A Time of Fairies

It’s the most beautiful time of year in my garden! Everything is green and fresh. Some things are newly planted. Some things are newly sprouted. Bright flowers are in bloom. The heat has not had an opportunity to dry things out too much. And, best of all, the honeysuckle is in bloom! It’s a wall of fragrance.

Now I have three varieties. One native variety on the shed (red, below), one unidentified variety in front (orange, below), and the invasive but oh-so-sweet variety on the back fence (white/yellow, below).

The honeysuckle on the back fence and its blossoms add a beautiful and magical backdrop to everything else going on in my garden. It’s a particularly enchanting. Every year at this time I feel like I should look for fairies.

It’s the time of year when it’s hard for me to stop taking pictures of everything. So here is my yard from all (or mostly all) the angles. I’d recommend flipping through them as a slideshow instead of simply looking at the gallery as a whole:

And here are some closer looks at everything in and around my house:

I’ve started on my garden art projects for the year. I’ve got plenty of plans. The first one I tackled was changing an old chandelier into an outdoor solar light. A friend of mine gifted me the perfect light fixture for the project. It was kind of wonky and bent up, so it wasn’t the best for indoor use, but it has a flower theme that’s perfect for a garden. I glued solar lights on in place of light bulbs and voila!

The other project that I’ve started is to invite some actual fairies into my garden. Last summer, I sculpted one of the two apple tree stumps in our side yard, turning it into a bottle tree with a raccoon on top.

= = =

■ **What is being asked**
Please echo the stretch of the garden post from "It’s the time" through "bulbs and voila!", word for word. The lines that come next have nothing to do with the garden post.

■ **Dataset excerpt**
= = =

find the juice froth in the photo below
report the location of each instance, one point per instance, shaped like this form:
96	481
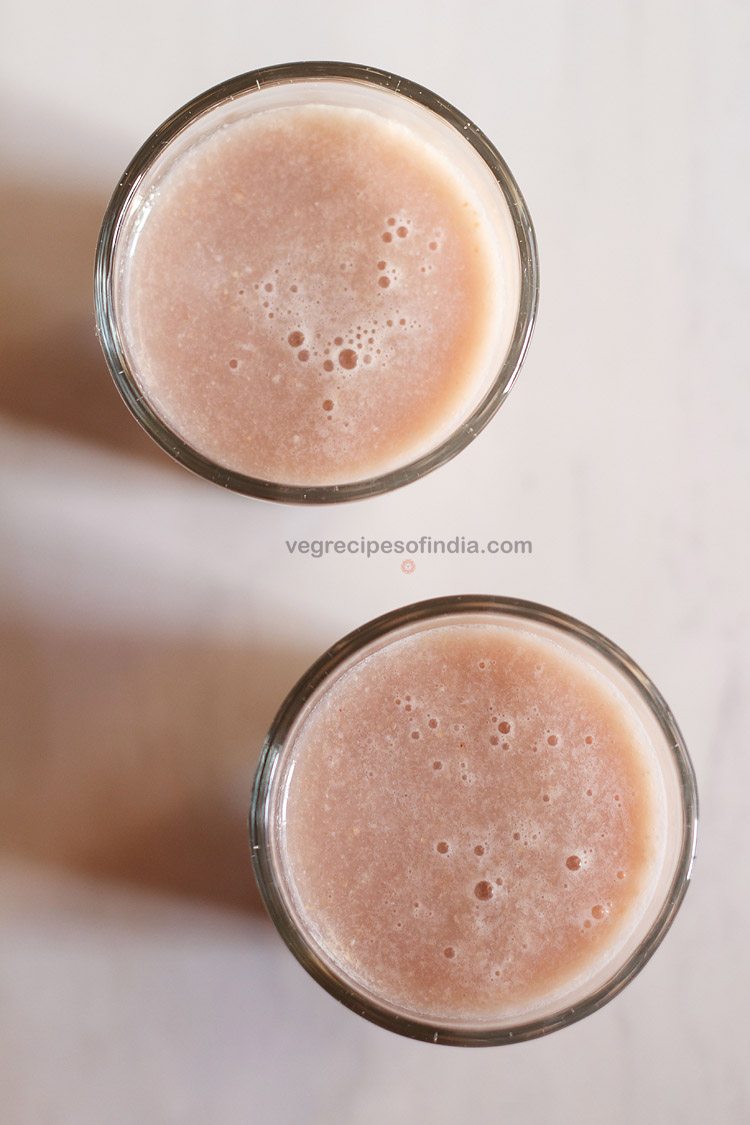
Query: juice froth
315	295
475	822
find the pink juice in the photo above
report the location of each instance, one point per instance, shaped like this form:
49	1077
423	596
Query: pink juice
318	293
473	824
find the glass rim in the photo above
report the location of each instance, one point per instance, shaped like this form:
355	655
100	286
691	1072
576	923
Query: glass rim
261	826
108	322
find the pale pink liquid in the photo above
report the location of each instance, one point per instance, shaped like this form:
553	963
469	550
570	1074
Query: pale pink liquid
473	824
314	295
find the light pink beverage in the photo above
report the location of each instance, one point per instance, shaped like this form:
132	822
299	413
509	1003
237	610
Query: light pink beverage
319	293
473	822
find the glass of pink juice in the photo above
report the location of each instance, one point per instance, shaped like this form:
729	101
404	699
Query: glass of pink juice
473	820
316	282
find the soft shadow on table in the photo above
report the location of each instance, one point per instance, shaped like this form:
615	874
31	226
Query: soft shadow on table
132	758
125	756
53	371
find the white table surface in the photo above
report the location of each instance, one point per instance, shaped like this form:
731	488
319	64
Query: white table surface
151	623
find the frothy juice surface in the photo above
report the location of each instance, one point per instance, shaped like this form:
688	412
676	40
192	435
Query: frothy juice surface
473	821
314	295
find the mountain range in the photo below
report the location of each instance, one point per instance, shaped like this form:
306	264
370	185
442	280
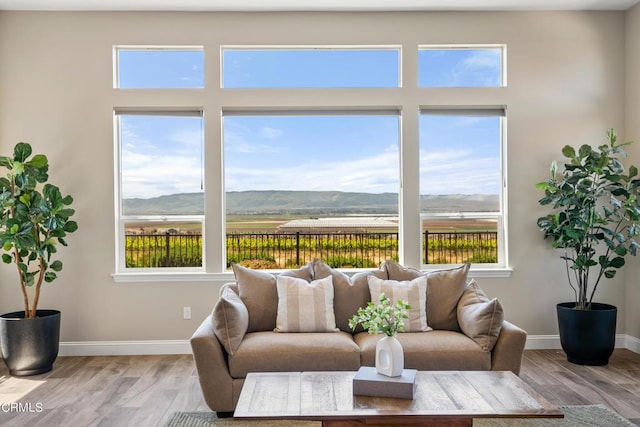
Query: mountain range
307	202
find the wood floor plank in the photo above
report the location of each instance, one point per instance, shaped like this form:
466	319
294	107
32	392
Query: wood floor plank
145	390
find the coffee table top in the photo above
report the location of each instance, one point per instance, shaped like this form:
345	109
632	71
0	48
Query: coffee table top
441	394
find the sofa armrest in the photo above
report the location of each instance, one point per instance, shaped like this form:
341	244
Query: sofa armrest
211	365
509	349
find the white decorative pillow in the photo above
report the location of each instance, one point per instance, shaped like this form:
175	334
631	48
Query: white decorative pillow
412	291
305	306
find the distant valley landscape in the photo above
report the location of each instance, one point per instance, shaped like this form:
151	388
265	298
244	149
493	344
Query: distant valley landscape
307	202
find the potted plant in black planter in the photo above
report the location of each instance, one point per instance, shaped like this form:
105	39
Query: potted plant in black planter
34	219
594	221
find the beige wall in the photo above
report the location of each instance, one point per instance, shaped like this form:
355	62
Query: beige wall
632	132
566	80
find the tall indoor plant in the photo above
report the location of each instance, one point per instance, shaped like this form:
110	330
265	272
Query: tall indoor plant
34	218
595	220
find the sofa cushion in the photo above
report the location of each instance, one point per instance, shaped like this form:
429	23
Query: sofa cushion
480	318
444	289
349	293
276	352
413	292
305	306
257	289
430	351
230	319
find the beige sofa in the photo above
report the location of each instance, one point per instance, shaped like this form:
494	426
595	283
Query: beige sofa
466	330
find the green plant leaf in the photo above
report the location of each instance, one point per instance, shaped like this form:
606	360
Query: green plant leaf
617	262
21	152
568	151
38	161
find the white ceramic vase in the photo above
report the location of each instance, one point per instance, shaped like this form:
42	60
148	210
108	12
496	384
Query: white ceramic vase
389	357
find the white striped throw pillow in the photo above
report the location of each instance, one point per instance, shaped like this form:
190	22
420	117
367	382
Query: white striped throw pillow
412	291
305	306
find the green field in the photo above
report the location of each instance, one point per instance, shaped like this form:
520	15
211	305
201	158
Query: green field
257	242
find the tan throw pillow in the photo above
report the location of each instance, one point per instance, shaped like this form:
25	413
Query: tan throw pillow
414	292
257	289
444	289
349	293
480	318
304	306
230	320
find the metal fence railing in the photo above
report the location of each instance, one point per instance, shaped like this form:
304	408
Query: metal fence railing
286	250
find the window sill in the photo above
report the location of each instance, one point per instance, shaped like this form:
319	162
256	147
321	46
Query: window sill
199	276
171	276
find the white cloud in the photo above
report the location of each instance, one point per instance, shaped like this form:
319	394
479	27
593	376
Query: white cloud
376	174
271	133
458	172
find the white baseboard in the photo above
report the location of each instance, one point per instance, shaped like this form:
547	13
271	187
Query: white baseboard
123	348
138	348
552	342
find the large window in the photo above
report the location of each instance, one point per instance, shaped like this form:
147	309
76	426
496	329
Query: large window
461	186
337	152
310	68
161	209
305	186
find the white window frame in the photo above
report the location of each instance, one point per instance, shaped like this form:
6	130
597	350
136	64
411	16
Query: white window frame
214	101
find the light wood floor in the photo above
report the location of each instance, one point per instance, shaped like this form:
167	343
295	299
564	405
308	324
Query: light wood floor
144	390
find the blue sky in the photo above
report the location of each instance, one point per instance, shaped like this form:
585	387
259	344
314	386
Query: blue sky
163	155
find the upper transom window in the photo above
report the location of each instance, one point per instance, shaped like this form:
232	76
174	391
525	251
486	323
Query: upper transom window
159	67
468	66
271	68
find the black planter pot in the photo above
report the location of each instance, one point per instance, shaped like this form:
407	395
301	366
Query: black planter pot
30	346
588	337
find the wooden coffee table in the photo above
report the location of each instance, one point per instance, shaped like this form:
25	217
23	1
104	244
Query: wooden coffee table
442	398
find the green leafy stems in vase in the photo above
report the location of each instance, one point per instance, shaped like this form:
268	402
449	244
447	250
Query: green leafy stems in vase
382	318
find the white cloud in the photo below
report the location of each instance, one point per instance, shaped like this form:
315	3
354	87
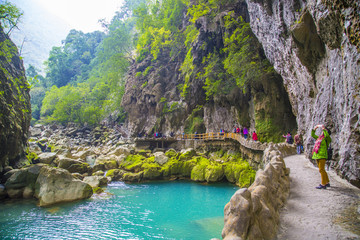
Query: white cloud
82	14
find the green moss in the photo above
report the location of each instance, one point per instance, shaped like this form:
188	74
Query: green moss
171	153
152	173
98	190
214	173
112	173
240	173
132	163
187	155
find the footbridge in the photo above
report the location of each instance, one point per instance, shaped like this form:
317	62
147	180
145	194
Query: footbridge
250	149
152	143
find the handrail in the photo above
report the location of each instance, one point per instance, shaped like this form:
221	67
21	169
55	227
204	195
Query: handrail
256	145
209	136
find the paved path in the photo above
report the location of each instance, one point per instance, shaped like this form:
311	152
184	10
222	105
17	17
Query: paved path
318	214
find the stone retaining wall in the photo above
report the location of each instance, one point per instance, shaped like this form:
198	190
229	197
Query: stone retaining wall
253	213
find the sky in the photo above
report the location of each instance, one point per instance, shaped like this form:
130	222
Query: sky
82	14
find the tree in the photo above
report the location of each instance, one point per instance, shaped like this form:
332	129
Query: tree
9	16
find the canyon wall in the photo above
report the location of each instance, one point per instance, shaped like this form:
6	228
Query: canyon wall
314	46
15	111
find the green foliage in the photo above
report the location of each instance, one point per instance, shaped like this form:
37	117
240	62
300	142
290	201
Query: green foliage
8	50
187	68
158	23
9	16
244	62
72	61
195	122
217	82
87	72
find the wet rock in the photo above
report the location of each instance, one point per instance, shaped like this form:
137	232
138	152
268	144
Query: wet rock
3	193
160	158
47	157
55	185
133	177
115	174
96	181
74	166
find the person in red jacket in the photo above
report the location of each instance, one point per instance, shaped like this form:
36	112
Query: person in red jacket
255	136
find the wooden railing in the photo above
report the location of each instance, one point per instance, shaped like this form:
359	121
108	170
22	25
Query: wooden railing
210	136
249	143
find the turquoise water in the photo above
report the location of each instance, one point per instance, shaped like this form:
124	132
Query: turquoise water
160	210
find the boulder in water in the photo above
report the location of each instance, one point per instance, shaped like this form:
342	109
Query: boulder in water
74	166
56	185
96	181
47	157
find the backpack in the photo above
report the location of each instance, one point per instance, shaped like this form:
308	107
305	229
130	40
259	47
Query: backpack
330	152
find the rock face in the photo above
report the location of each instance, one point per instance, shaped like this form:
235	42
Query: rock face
314	46
55	185
155	102
15	111
253	213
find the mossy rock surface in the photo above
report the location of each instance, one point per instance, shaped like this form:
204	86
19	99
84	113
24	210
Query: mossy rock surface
115	174
110	164
198	173
133	177
214	173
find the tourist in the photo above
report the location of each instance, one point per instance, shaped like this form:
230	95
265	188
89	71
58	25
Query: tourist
289	138
320	154
298	143
254	136
246	132
221	132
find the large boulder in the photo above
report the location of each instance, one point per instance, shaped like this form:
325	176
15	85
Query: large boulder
56	185
133	177
115	174
96	181
47	157
74	166
21	178
15	108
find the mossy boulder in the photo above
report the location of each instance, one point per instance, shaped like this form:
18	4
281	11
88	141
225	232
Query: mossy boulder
110	164
214	173
152	173
74	166
240	173
171	153
96	181
55	185
198	173
161	158
115	174
133	163
187	154
133	177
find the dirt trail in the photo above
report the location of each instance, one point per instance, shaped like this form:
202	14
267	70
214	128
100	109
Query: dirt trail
318	214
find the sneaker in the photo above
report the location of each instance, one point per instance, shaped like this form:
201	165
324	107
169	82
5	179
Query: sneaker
321	187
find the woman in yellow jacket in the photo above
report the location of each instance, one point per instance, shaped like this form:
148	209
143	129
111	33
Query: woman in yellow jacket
320	154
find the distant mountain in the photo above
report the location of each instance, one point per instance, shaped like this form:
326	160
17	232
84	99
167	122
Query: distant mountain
38	32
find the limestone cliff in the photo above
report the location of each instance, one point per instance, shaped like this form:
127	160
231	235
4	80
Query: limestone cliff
15	111
314	45
314	48
154	99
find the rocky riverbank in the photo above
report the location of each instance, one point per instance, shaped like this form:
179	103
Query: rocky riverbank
68	163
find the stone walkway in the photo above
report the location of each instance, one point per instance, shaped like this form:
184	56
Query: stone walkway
311	213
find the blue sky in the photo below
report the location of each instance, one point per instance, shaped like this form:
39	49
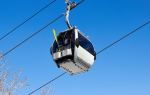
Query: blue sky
121	70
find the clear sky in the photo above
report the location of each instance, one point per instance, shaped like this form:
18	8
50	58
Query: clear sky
121	70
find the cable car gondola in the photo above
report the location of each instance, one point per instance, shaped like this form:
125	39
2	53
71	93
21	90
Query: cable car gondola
72	51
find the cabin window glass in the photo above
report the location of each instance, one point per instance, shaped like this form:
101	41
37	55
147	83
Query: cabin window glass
86	44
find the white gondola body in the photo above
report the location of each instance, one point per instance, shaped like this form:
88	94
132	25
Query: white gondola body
82	59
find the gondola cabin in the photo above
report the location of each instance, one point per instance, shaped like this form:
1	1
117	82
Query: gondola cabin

= = =

■ **Response**
It’s the time of year when it’s hard for me to stop taking pictures of everything. So here is my yard from all (or mostly all) the angles. I’d recommend flipping through them as a slideshow instead of simply looking at the gallery as a whole:

And here are some closer looks at everything in and around my house:

I’ve started on my garden art projects for the year. I’ve got plenty of plans. The first one I tackled was changing an old chandelier into an outdoor solar light. A friend of mine gifted me the perfect light fixture for the project. It was kind of wonky and bent up, so it wasn’t the best for indoor use, but it has a flower theme that’s perfect for a garden. I glued solar lights on in place of light bulbs and voila!